▸ **PAGE**
⁂

Armed with a petition from local residents that included more than 500 signatures, residents organized a town hall meeting and invited TriMet to attend. With the offer accepted nearly as quickly as it had been extended, the question became how things would go.
Would the meeting become aggressive? Would emotions boil over?
What actually happened, however, was as far from what that as possible, and facilitator and City Councilor Brent Drodrill said it best.
'You represented the people of Estacada very well tonight,' he said in conclusion of the meeting.
'I thought our folks presented the need very well and the people from TriMet clearly listened and took notes,' he said.
The meeting began with some ground rules from Dodrill before TriMet's Pam Wilson, a marketing manager, Kerry Ayres-Palanuk, a service planning manager, and Clay Thompson, a marketing coordinator, made their opening statements.
'We're looking forward to a two-way conversation,' Wilson said. 'We are in the preliminary stages of a budget process and everything is on the table.'
Wilson explained some of the other options being considered in order to account for the $12-17 million shortfall in the next budget year. Among the options were eliminating the free rail zone in downtown Portland, eliminating redundant bus routes and halting the red-line MAX before it got all the way into Beaverton.

⁂

▸ **DATA RECORDS**
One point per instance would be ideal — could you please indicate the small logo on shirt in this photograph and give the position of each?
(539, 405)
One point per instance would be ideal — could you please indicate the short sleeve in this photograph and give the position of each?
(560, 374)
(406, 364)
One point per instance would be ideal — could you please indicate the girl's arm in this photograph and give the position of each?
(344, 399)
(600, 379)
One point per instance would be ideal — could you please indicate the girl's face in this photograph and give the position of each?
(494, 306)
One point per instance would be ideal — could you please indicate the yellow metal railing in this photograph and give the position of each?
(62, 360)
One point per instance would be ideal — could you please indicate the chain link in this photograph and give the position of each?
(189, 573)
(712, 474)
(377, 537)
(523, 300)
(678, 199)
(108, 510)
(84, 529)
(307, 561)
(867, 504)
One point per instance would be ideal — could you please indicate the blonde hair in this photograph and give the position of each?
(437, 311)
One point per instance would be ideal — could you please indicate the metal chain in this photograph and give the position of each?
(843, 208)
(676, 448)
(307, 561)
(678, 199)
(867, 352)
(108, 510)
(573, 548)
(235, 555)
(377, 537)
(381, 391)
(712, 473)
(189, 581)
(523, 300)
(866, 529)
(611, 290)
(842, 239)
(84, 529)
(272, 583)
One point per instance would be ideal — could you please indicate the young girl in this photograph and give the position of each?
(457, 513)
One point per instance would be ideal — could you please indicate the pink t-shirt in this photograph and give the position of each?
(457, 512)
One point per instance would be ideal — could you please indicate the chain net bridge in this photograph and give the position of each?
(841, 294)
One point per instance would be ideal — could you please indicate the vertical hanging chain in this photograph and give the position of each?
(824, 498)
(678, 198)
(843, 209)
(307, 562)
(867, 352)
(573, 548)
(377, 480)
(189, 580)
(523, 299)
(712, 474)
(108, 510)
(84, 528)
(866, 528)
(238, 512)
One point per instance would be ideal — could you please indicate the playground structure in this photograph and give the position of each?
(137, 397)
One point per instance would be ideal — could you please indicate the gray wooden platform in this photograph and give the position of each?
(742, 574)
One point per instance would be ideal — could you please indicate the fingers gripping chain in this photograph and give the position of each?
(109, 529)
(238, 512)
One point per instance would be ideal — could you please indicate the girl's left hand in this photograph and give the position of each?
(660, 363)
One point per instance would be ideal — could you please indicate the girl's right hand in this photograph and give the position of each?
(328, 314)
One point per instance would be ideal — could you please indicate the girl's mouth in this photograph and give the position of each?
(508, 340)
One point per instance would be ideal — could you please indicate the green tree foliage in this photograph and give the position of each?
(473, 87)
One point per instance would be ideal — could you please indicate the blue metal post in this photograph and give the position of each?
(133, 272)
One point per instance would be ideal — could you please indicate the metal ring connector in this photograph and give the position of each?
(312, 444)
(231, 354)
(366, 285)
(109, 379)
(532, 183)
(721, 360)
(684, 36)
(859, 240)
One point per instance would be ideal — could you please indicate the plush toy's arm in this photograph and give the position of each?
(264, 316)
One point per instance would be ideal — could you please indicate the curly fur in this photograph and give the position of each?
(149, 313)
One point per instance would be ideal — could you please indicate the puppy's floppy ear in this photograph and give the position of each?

⁂

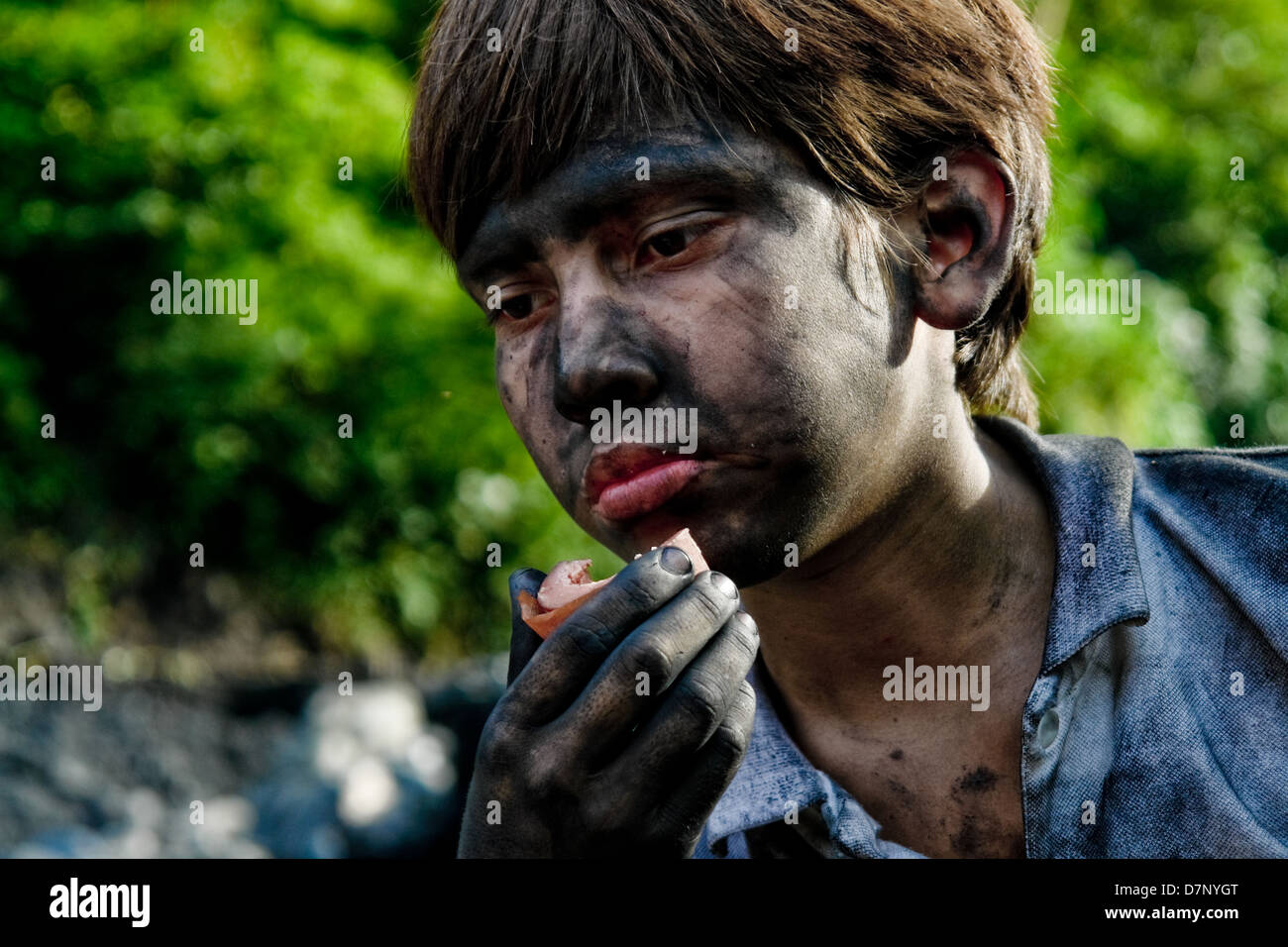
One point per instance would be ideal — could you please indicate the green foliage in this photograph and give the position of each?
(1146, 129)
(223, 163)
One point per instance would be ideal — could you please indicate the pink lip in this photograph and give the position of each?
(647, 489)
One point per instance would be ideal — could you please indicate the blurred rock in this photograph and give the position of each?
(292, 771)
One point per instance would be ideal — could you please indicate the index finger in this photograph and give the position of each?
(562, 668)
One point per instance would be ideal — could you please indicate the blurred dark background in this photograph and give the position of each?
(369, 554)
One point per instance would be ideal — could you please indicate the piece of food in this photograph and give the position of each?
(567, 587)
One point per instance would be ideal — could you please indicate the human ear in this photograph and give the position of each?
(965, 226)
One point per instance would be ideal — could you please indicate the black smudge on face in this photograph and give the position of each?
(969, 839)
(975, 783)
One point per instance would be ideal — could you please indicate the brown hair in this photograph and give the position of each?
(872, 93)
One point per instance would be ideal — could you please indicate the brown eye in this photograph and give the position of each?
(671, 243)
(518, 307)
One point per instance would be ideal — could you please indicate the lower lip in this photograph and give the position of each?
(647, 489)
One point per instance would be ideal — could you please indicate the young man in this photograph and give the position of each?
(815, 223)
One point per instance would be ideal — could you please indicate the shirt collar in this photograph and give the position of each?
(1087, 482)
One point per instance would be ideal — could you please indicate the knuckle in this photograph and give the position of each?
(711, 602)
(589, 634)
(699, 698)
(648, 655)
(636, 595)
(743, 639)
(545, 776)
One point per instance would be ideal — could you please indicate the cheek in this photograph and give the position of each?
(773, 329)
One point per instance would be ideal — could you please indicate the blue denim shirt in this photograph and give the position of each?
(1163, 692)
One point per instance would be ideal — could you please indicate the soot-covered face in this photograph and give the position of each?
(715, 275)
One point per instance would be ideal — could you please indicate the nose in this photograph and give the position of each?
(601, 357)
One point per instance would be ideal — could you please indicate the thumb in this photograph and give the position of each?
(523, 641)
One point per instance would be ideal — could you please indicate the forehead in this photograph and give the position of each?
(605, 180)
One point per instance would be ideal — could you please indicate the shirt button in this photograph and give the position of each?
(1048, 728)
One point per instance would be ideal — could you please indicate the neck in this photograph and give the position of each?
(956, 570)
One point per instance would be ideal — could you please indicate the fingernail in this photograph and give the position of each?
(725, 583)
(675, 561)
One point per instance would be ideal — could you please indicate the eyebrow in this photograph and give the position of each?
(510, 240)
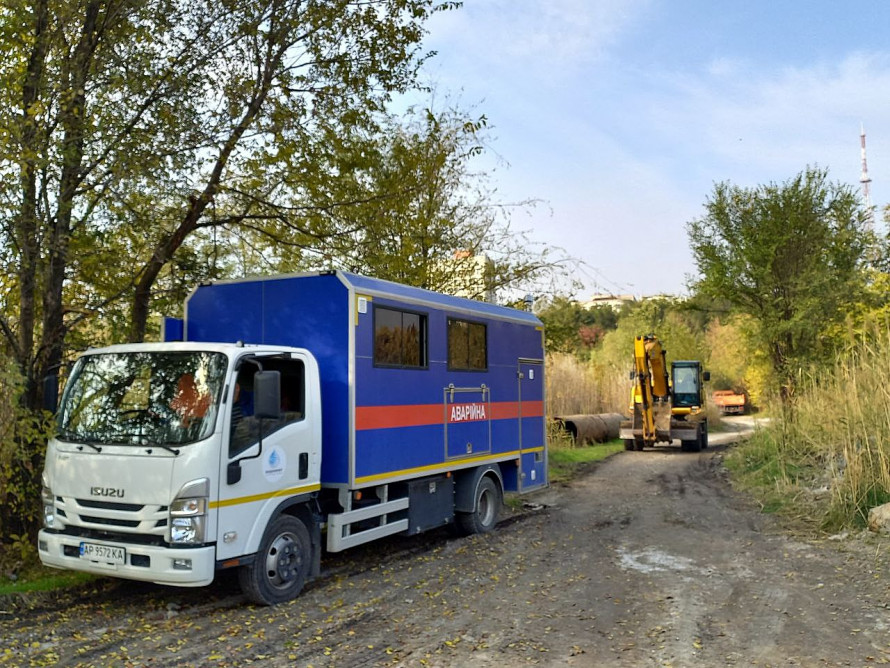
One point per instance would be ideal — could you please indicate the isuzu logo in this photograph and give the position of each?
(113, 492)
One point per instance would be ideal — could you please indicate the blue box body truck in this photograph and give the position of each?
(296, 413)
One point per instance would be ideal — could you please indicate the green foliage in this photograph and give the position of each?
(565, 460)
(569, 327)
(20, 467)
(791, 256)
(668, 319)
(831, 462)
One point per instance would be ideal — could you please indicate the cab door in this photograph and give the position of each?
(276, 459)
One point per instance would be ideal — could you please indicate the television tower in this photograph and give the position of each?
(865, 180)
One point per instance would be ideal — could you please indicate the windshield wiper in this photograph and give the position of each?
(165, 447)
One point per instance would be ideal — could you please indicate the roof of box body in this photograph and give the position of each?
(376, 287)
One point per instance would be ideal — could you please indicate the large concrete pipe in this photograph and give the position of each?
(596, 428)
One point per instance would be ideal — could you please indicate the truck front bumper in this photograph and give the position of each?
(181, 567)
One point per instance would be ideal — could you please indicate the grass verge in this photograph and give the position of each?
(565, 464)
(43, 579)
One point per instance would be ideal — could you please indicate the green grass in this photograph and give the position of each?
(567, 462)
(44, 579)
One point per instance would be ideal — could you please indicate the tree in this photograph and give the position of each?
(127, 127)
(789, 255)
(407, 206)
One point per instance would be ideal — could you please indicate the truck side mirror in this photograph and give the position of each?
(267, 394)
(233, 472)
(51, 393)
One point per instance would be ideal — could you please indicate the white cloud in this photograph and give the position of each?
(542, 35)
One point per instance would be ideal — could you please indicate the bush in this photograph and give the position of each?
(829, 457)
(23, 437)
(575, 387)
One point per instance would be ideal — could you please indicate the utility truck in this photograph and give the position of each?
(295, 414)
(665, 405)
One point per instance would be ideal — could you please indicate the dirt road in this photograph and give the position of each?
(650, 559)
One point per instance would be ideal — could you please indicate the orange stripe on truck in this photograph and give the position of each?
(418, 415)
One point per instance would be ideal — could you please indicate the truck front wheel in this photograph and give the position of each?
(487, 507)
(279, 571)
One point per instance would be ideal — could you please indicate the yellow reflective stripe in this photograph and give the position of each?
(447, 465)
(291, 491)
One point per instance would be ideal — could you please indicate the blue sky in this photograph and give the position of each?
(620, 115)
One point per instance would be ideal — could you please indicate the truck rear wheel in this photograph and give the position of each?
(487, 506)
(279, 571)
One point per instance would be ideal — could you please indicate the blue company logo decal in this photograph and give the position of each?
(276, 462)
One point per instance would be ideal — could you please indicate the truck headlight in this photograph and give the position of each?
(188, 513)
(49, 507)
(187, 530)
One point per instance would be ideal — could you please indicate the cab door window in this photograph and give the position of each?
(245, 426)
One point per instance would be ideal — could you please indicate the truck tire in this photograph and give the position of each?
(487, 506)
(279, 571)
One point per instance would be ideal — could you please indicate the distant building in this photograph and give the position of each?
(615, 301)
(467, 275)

⁂

▸ **PROBLEMS**
A: List each TriMet staff member named in the Estacada town hall article, along with the job title it gives for that person.
B: Reproduce verbatim the part of the Estacada town hall article that begins with the words "Armed with a" and ends with "emotions boil over?".

▸ **TASK ANSWERS**
A:
Pam Wilson, marketing manager
Kerry Ayres-Palanuk, service planning manager
Clay Thompson, marketing coordinator

B:
Armed with a petition from local residents that included more than 500 signatures, residents organized a town hall meeting and invited TriMet to attend. With the offer accepted nearly as quickly as it had been extended, the question became how things would go.
Would the meeting become aggressive? Would emotions boil over?